▸ SET EXERCISE
Reproduce verbatim the part of the items below that opens with the line containing "Where can the aquatic" and closes with the line containing "point(26, 196)", including both of those lines.

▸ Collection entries
########################################
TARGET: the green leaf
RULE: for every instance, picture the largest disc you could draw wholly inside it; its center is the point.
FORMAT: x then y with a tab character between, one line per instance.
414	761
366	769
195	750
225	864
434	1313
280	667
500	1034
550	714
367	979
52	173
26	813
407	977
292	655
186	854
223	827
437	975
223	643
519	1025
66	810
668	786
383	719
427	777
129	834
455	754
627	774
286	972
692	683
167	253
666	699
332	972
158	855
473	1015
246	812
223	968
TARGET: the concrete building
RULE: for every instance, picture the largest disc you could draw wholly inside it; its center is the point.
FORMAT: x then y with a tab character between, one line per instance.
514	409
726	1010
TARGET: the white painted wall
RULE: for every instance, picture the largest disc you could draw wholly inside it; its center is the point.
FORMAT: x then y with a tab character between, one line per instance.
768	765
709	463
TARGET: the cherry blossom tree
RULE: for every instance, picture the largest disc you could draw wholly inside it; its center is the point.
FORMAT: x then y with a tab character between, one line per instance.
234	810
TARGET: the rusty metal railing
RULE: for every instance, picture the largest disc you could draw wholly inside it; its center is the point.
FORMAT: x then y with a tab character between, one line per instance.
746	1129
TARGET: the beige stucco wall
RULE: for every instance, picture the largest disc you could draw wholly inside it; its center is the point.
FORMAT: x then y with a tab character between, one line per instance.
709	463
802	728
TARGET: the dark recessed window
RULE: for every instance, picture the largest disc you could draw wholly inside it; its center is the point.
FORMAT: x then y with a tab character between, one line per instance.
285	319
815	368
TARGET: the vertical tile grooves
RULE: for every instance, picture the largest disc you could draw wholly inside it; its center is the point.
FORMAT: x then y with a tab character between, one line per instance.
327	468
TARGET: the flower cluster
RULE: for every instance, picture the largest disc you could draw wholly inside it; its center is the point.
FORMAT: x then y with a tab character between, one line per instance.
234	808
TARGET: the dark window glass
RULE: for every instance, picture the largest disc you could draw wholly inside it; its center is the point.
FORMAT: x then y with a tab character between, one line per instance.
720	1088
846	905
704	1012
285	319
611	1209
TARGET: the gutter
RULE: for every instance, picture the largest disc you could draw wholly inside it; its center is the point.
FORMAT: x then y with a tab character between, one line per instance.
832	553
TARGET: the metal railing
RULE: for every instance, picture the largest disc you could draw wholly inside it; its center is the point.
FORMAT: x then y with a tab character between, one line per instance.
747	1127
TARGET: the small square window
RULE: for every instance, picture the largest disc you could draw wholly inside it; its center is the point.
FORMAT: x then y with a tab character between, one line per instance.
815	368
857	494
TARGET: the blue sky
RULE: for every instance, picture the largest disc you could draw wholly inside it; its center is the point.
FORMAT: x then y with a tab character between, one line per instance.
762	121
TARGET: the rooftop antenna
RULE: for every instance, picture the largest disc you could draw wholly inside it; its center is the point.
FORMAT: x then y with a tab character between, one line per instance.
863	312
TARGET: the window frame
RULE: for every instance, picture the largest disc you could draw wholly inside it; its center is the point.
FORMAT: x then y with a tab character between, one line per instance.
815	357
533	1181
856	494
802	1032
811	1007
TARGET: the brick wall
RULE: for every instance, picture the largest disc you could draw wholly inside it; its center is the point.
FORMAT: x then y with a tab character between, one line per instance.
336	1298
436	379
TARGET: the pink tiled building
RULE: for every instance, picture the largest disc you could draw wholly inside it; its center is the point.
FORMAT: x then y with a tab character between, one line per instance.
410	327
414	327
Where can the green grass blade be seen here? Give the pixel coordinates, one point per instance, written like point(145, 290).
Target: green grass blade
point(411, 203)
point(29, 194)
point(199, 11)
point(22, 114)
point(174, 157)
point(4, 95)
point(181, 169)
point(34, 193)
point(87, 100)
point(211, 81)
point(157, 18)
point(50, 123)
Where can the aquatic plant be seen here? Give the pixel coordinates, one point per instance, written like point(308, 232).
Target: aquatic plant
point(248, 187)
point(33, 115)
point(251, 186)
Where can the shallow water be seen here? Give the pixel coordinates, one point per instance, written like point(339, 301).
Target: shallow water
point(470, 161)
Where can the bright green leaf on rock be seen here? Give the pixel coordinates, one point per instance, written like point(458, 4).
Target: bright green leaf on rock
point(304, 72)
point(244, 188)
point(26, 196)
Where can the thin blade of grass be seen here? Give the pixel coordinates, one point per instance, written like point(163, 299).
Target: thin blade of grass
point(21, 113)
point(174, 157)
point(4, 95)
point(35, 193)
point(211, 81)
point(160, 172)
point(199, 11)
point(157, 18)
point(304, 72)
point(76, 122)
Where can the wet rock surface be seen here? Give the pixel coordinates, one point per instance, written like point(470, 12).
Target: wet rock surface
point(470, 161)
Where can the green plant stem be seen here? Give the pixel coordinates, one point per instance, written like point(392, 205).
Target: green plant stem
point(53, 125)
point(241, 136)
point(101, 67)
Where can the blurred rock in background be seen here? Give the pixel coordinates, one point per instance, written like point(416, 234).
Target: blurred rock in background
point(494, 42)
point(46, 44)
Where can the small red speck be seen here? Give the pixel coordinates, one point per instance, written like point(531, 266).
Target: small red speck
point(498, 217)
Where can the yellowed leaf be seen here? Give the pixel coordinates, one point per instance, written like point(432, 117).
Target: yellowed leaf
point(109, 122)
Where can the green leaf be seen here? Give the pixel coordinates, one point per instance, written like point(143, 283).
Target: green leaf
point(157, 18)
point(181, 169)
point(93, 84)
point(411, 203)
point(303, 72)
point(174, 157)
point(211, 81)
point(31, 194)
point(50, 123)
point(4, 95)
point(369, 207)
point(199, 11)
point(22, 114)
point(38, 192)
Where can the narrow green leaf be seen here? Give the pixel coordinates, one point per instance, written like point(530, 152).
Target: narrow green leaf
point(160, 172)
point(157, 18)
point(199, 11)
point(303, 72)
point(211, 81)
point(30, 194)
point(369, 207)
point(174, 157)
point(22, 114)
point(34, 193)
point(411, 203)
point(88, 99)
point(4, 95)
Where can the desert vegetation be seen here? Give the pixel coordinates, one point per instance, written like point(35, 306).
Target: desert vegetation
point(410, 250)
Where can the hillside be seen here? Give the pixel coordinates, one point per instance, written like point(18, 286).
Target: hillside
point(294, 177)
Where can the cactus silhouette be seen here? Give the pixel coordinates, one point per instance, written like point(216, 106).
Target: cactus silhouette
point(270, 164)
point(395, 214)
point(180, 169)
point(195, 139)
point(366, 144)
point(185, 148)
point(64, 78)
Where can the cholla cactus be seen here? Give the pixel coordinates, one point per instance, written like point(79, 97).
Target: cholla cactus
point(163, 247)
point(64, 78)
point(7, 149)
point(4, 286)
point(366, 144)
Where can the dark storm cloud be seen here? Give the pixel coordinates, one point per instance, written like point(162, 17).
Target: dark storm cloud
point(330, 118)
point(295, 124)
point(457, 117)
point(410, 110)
########################################
▸ OUTPUT BELOW
Where can the aquatic plant be seen here? Give the pixel coordinates, one point per instance, written like point(308, 232).
Target: aquatic plant
point(248, 187)
point(33, 115)
point(251, 186)
Where can the shallow water be seen here? Give the pixel coordinates, one point per instance, written like point(339, 301).
Target: shallow water
point(470, 161)
Where can the bright green leaf on rock be seen here? Give the pixel coordinates, one point per instance, written like point(458, 4).
Target: bright green leaf on rock
point(304, 72)
point(244, 188)
point(26, 196)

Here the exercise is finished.